DATA FOR PROCESSING START
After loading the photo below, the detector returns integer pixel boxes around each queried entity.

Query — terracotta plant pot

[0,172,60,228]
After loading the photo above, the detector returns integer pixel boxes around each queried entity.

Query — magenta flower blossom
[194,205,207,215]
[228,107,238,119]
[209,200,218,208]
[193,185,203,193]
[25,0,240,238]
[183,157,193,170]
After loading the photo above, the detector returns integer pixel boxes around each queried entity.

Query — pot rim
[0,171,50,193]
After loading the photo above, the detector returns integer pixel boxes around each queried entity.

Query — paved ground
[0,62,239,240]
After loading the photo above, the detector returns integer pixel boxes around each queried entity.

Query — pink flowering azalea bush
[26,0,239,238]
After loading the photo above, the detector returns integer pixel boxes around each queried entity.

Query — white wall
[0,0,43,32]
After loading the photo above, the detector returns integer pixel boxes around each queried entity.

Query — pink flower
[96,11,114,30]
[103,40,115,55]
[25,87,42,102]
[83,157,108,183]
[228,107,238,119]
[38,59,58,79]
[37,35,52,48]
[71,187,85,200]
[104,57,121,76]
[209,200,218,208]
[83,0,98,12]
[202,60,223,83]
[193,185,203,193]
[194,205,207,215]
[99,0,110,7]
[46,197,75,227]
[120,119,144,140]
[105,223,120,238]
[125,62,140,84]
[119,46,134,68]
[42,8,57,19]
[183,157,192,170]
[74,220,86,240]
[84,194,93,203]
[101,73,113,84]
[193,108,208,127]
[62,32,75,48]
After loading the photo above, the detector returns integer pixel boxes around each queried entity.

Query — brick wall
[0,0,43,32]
DATA FOR PROCESSING END
▶ YOUR OBJECTIVE: Each line of the data above is to be set down exactly.

▶ RESPONSE TO THE TASK:
After loading the photo below, the detector returns integer pixel boxes around each queried entity.

Query — terracotta plant pot

[0,172,60,228]
After loading the photo above, the detector returns integer pixel boxes around each queried entity.

Query — magenta flower blossom
[194,205,207,215]
[228,107,238,119]
[209,200,218,208]
[193,185,203,193]
[25,0,240,238]
[183,157,193,170]
After loading the photo above, the detector returns integer pixel boxes around each queried entity.

Query — pot rim
[0,171,50,193]
After loading the photo above, the detector returns integer pixel boxes around each queried entity.

Query — paved ground
[0,62,239,240]
After loading the photo above, the detector returns integer pixel boxes around each queried entity.

Query — pink flowering azalea bush
[26,0,239,238]
After loading the photo above, the detector returns integer pixel boxes around each queried entity.

Query — white wall
[0,0,43,32]
After loading the photo above, the detector returns integer pixel boxes around each queried entity.

Query — pink flower
[96,11,114,30]
[103,40,115,55]
[25,87,42,102]
[83,157,108,183]
[228,107,238,119]
[38,59,58,79]
[37,35,52,48]
[71,187,85,200]
[104,57,121,76]
[209,200,218,208]
[83,0,98,12]
[202,60,223,83]
[193,185,203,193]
[194,205,207,215]
[99,0,110,7]
[46,197,75,227]
[120,119,144,140]
[105,223,120,238]
[125,62,140,84]
[119,46,134,68]
[42,8,57,19]
[183,157,192,170]
[74,220,86,240]
[84,194,93,203]
[101,73,113,84]
[193,108,208,127]
[62,32,75,48]
After loading the photo above, the detector returns integer pixel boxes around each queried entity.

Query — brick wall
[0,0,43,32]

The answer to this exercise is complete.